━━━━━ Exercise data ━━━━━

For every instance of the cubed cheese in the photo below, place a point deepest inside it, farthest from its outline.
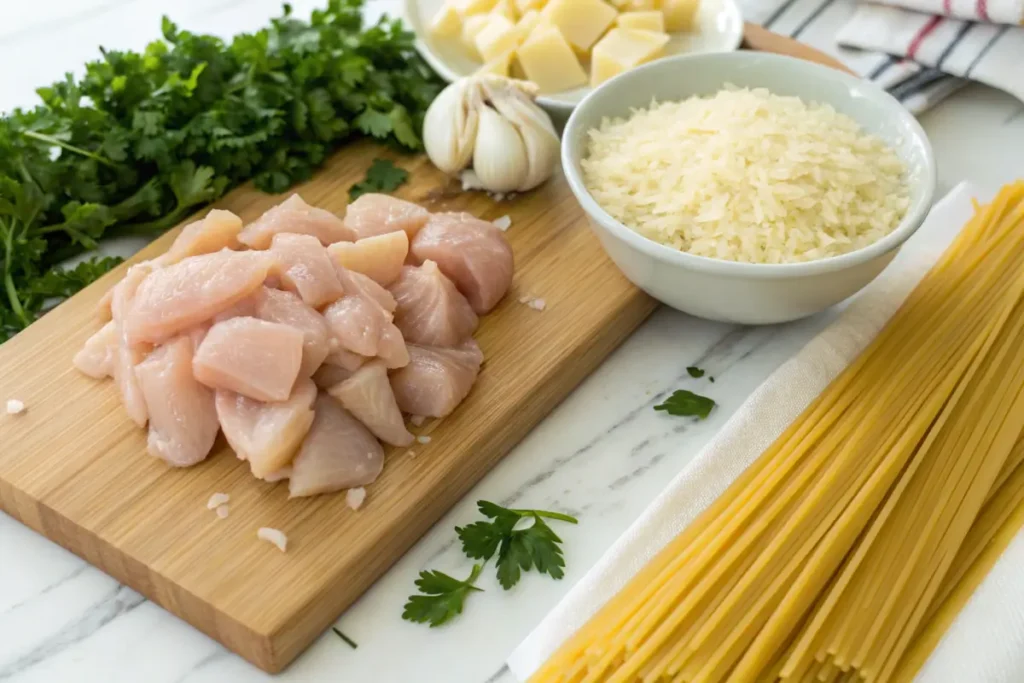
(680, 14)
(499, 66)
(471, 26)
(528, 22)
(497, 37)
(524, 6)
(647, 20)
(581, 22)
(467, 7)
(507, 9)
(448, 24)
(548, 60)
(622, 49)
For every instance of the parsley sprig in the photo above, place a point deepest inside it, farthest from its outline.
(686, 403)
(143, 139)
(441, 597)
(518, 549)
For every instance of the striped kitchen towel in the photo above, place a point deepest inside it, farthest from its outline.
(818, 23)
(978, 50)
(986, 11)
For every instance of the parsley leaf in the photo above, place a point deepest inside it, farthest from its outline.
(441, 597)
(687, 403)
(142, 139)
(518, 549)
(382, 176)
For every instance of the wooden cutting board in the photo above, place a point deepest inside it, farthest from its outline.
(74, 468)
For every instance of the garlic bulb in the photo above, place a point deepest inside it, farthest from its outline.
(494, 123)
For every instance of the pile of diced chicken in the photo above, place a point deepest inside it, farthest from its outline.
(302, 336)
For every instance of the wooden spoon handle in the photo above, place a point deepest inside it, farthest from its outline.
(763, 40)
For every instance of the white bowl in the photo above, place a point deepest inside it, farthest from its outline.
(729, 291)
(720, 30)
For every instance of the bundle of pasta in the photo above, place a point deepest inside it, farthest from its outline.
(842, 551)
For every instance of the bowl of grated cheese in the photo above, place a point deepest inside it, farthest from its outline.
(748, 187)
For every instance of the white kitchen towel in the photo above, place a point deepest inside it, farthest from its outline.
(817, 23)
(987, 11)
(990, 53)
(986, 642)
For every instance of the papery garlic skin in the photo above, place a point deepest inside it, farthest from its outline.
(493, 123)
(450, 128)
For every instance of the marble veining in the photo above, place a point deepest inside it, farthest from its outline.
(600, 456)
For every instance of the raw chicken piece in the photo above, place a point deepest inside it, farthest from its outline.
(376, 214)
(358, 318)
(328, 376)
(436, 380)
(218, 229)
(97, 356)
(356, 283)
(194, 291)
(266, 434)
(182, 418)
(287, 308)
(294, 215)
(430, 309)
(338, 453)
(368, 395)
(356, 324)
(347, 359)
(129, 354)
(254, 357)
(306, 268)
(472, 252)
(379, 257)
(392, 348)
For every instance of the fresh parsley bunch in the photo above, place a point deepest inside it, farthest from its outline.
(143, 139)
(518, 548)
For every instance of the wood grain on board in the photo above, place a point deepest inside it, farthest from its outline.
(75, 468)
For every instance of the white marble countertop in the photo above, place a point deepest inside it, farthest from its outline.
(602, 455)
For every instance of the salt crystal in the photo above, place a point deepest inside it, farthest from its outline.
(217, 500)
(354, 498)
(273, 536)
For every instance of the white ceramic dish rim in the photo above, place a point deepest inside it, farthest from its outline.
(910, 222)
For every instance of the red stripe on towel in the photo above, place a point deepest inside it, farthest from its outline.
(911, 50)
(982, 7)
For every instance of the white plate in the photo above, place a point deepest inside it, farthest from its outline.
(721, 30)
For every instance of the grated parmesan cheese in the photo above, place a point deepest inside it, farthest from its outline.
(745, 175)
(273, 536)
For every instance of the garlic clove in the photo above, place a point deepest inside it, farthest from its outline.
(450, 128)
(538, 133)
(500, 154)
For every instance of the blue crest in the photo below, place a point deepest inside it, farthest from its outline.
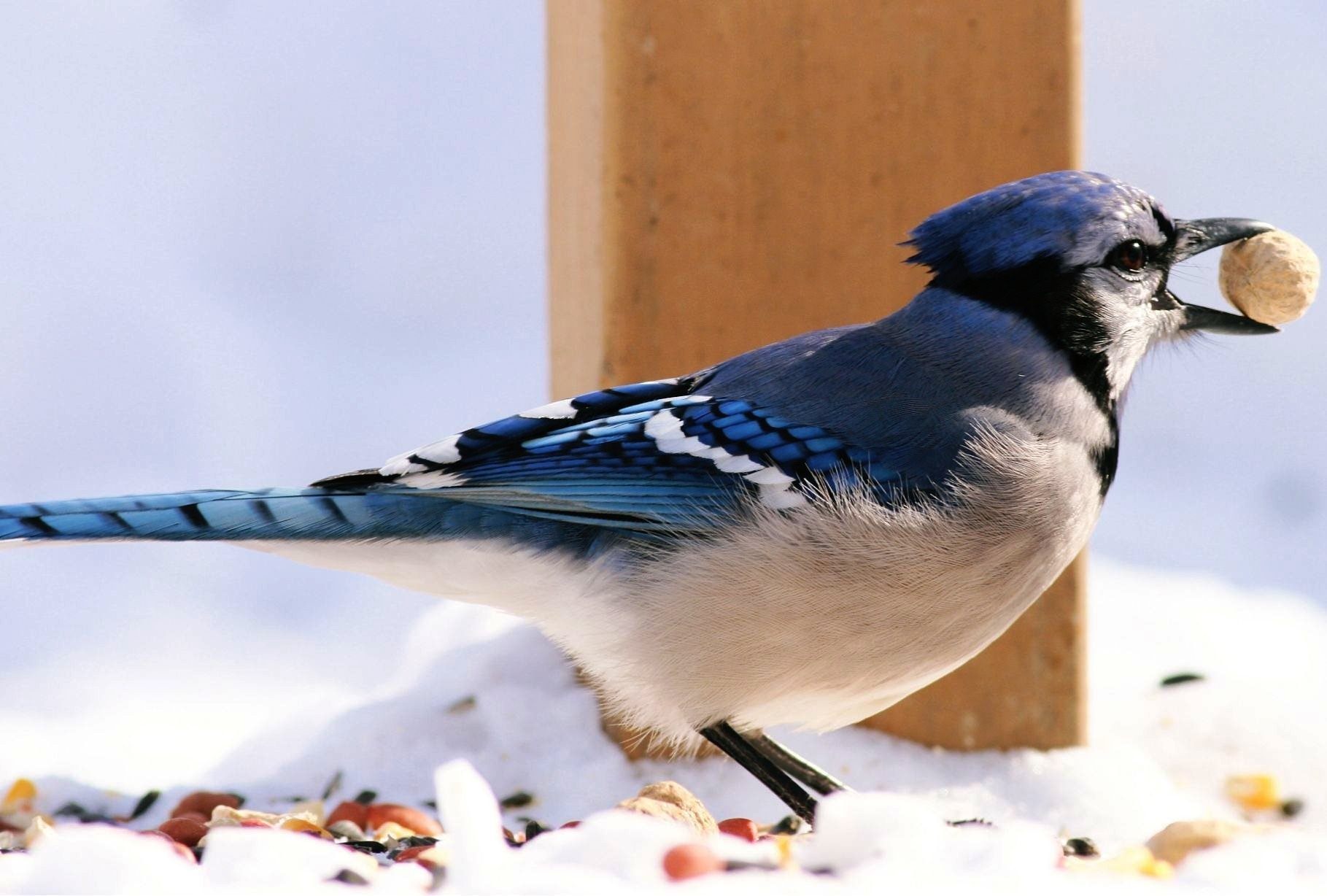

━━━━━

**Required work:** When you reproduce the entries above, keep every word exactly and leave out each picture.

**Task result:**
For every instance of the cubed cheese in the photo below, place a point deepest inside it, farthest from its outline.
(680, 14)
(499, 66)
(471, 26)
(528, 22)
(497, 37)
(524, 6)
(647, 20)
(581, 22)
(467, 7)
(507, 9)
(448, 24)
(548, 60)
(622, 49)
For every instance of the parsley sprig in the photo above, place a point deepest inside it, farthest from its outline.
(686, 403)
(143, 139)
(441, 597)
(518, 549)
For every instance of the striped kitchen towel in the photo above, place a point deepest inside it, farthest from its outline.
(818, 23)
(978, 50)
(986, 11)
For every instance of the parsley leaf in the photo above, place a point deepest inside it, farthest from its outline.
(441, 597)
(687, 403)
(142, 139)
(518, 549)
(382, 176)
For every instance of the wooden cutting board in the photo above, place a point deepest inside it, farthest from its outline.
(74, 468)
For every instance of the garlic bulb in the photo above, place a point deepest inside it, farthest from its outline.
(494, 123)
For every instance of the pile of diced chicken in the photo above, place a point deepest inside it, farthest from its outline.
(302, 336)
For every instance of the wooden spoon handle in the photo above, place a point deepest inside it, farthest from its outline.
(763, 40)
For every instance of the white bowl in the photo above, place a point deepest inside it, farthest from its outline.
(729, 291)
(720, 30)
For every instance of the bundle of pasta in the photo above, place a point deepest inside it, farthest from its outline.
(842, 551)
For every instance of the bowl of grated cheese in the photo above, place a point deepest inside it, farthest from its outline.
(748, 187)
For every instance of the white kitchen towel in the photo above, place a point deepest inside it, farthest from its outline.
(817, 23)
(987, 11)
(990, 53)
(986, 642)
For every instance of the papery garlic skin in the photo above, place a point deepest inside it, farthest from its outline.
(493, 123)
(450, 128)
For every instance of the marble veining in the photo above, place a point deepest inside it, farthest from its outline.
(600, 456)
For every instance of the raw chicken piece in the photo above, place a point deepest inside it, farthest from its outline.
(376, 214)
(358, 318)
(328, 376)
(436, 380)
(218, 229)
(97, 356)
(356, 283)
(194, 291)
(266, 434)
(182, 418)
(287, 308)
(294, 215)
(430, 309)
(338, 453)
(368, 395)
(356, 324)
(347, 359)
(129, 354)
(254, 357)
(306, 268)
(472, 252)
(379, 257)
(392, 348)
For every instance of the fresh parsley bunch in the photo above, place a point deepest inside it, farthest from its outline.
(143, 139)
(518, 548)
For every instance of the wood grain on board in the photo above, place a point deepest inside it, farthest from its outline.
(75, 468)
For every instance of the white marble countertop in the photo above, place a point deepest inside it, farthest from its outline.
(602, 455)
For every instance of the salt crystal in the photo above, place a point deepest inside it, farthest from its outline.
(217, 500)
(354, 498)
(273, 536)
For every instance of the white ceramic dish rim in the photo above, place a point deepest inside it, farthest from its outline.
(910, 222)
For every instance of the red stripe on towel in the photo above, place a point deepest inside it, farthest from its outline.
(911, 50)
(982, 7)
For every instance of the white plate in the photo above, place a point deepest inside it, farthest from its outline.
(721, 30)
For every instance of the grated parmesan cheese in the photo above, place a point deepest inside it, farthest from its outline.
(745, 175)
(273, 536)
For every instance of the garlic clove in the photo above, place a point deepest inside it, farthest from its outline.
(450, 128)
(538, 133)
(500, 154)
For every instance of the blue crest in the photo below, place a point deepest inside it, farthest from its outline.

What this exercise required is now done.